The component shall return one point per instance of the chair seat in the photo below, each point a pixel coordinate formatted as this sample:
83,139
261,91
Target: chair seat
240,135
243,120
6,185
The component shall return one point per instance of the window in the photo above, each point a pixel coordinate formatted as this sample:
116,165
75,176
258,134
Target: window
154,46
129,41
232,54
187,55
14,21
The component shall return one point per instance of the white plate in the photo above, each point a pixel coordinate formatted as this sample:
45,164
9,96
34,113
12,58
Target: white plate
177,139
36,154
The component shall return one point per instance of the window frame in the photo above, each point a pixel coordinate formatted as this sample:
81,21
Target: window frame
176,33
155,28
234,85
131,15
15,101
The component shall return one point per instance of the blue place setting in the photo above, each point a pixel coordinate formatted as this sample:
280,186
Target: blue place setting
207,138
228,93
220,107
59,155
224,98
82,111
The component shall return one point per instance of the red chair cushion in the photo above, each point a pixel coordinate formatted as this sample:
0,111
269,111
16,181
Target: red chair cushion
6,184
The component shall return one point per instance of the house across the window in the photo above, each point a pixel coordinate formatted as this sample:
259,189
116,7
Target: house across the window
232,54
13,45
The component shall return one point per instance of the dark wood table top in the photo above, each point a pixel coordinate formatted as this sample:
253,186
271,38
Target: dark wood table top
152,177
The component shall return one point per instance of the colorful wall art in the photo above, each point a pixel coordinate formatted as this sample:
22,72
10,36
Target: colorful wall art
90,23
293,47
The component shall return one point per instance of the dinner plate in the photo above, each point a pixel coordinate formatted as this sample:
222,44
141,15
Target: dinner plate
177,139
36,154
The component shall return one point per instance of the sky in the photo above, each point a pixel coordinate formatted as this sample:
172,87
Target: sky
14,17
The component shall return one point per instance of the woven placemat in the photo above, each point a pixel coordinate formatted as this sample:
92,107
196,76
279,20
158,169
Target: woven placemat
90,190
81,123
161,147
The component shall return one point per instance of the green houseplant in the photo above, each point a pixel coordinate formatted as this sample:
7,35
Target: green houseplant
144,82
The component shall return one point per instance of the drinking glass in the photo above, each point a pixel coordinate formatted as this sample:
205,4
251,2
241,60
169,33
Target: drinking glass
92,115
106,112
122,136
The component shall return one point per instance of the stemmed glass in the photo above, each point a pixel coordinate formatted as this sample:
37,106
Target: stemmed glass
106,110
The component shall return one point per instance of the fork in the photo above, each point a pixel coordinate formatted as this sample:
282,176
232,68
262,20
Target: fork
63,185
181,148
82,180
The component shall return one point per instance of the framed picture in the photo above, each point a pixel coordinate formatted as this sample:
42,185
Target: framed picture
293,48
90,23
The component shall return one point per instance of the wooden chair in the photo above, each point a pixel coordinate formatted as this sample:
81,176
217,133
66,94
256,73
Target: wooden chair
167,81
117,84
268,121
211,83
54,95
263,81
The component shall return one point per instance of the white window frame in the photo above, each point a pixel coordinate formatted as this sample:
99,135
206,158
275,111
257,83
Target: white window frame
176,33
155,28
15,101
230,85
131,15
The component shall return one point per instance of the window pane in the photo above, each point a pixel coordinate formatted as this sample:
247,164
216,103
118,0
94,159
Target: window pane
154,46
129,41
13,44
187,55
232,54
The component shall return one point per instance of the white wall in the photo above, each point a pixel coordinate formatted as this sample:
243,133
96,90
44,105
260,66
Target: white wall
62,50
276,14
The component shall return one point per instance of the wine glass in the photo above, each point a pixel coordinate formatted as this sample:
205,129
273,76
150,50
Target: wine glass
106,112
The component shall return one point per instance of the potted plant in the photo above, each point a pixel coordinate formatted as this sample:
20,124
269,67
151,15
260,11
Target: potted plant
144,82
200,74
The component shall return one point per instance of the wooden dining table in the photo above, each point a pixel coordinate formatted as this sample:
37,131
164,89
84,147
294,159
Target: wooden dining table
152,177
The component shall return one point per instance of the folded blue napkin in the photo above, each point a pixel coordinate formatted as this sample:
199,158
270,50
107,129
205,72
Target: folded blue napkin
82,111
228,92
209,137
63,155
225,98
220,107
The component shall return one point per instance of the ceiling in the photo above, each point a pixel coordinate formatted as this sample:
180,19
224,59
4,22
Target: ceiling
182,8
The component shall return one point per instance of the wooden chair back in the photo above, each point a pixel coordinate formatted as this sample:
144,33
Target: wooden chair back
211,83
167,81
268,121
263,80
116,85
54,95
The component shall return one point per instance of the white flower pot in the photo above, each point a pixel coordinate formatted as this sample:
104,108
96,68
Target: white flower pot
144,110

....................

**PROBLEM DESCRIPTION:** Return, word for word, every line from the line with "The component shall return one point per instance of the wine" to the final line of the data.

**THE ANSWER:**
The component shall return one point per instance of the wine glass in the photo above, each point a pixel coordinate formatted as this sample:
205,129
273,76
150,50
Target: wine glass
106,112
The component shall return one point per instance of the potted plant in the photo above, each point a pixel coordinate formatted as this sample:
20,124
269,67
151,15
260,11
Target: potted plant
144,82
200,74
The component shall return one point per instance of the wooden dining table in the photo above, each point a pixel coordinate formatted as this sample:
37,131
164,89
84,147
294,159
Target: wooden dining table
152,177
The component shall return one point per instance of the folded blue napkin in the photo above, each point a pixel coordinate formatted as this sample:
199,158
270,50
107,129
205,72
Target: folded blue napkin
82,111
228,92
209,137
63,155
225,98
220,107
The component shall return one point per instance of the ceiling in the photo above, each point a pixel coordinate formatted as this sample:
180,19
224,59
4,22
Target: ceiling
182,8
The component shall return one point per instance of the wooden chair back in the photo above, each point a pixel coordinate formatted as this sample:
144,33
Target: wooden chair back
211,83
167,81
268,121
263,80
116,85
54,95
The component shall return one point per instance of the white flower pot in the photo above, each point a pixel coordinate formatted as this sample:
104,108
96,68
Target: white flower pot
144,110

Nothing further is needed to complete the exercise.